WHAT THE TASK ASKS => Could you restate the entries word for word, without the images?

SUPPLIED DATA =>
#####

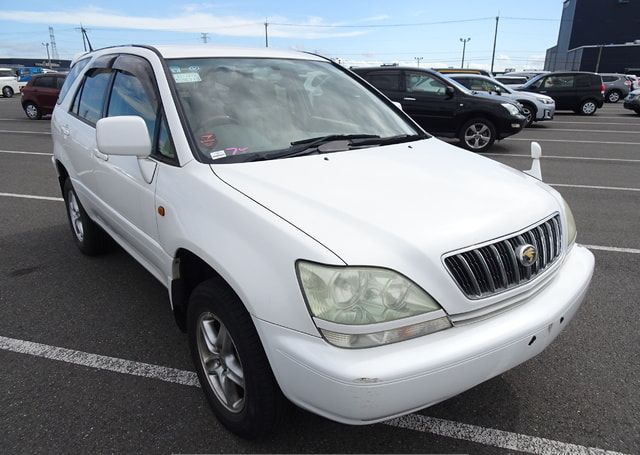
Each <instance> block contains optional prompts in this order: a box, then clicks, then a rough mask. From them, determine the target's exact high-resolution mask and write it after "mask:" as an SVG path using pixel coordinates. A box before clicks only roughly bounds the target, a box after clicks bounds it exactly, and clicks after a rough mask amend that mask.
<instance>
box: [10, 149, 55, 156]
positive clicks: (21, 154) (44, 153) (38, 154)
mask: <svg viewBox="0 0 640 455" xmlns="http://www.w3.org/2000/svg"><path fill="white" fill-rule="evenodd" d="M0 153H14V154H17V155H46V156H51V155H53V153H45V152H25V151H22V150H0Z"/></svg>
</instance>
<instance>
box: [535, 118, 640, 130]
mask: <svg viewBox="0 0 640 455" xmlns="http://www.w3.org/2000/svg"><path fill="white" fill-rule="evenodd" d="M559 123H567V124H572V125H593V124H594V123H596V122H565V121H562V120H554V121H553V122H552V123H551V124H550V125H557V124H559ZM597 124H598V125H621V126H635V125H637V122H633V123H632V122H629V123H616V122H597ZM534 129H535V128H534Z"/></svg>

#####

EXERCISE RESULT =>
Each <instance> block contains optional prompts in this order: a box, then clicks, then a rough mask. From them, determine the target's exact high-resolution mask and write it after "mask:" as an SVG path using pixel coordinates. A box before clicks only roughly bounds the target, a box after clicks bounds it exactly, and clicks after a rough mask amend that mask.
<instance>
box: [10, 149, 55, 156]
positive clicks: (21, 154) (44, 153) (38, 154)
mask: <svg viewBox="0 0 640 455" xmlns="http://www.w3.org/2000/svg"><path fill="white" fill-rule="evenodd" d="M0 153H14V154H17V155H46V156H51V155H53V153H45V152H25V151H22V150H0Z"/></svg>
</instance>
<instance>
box: [535, 118, 640, 130]
mask: <svg viewBox="0 0 640 455" xmlns="http://www.w3.org/2000/svg"><path fill="white" fill-rule="evenodd" d="M559 123H567V124H572V125H593V124H594V123H596V122H565V121H562V120H554V121H553V122H552V123H551V124H550V125H557V124H559ZM597 124H598V125H621V126H635V125H637V122H633V123H632V122H629V123H616V122H597ZM534 129H535V128H534Z"/></svg>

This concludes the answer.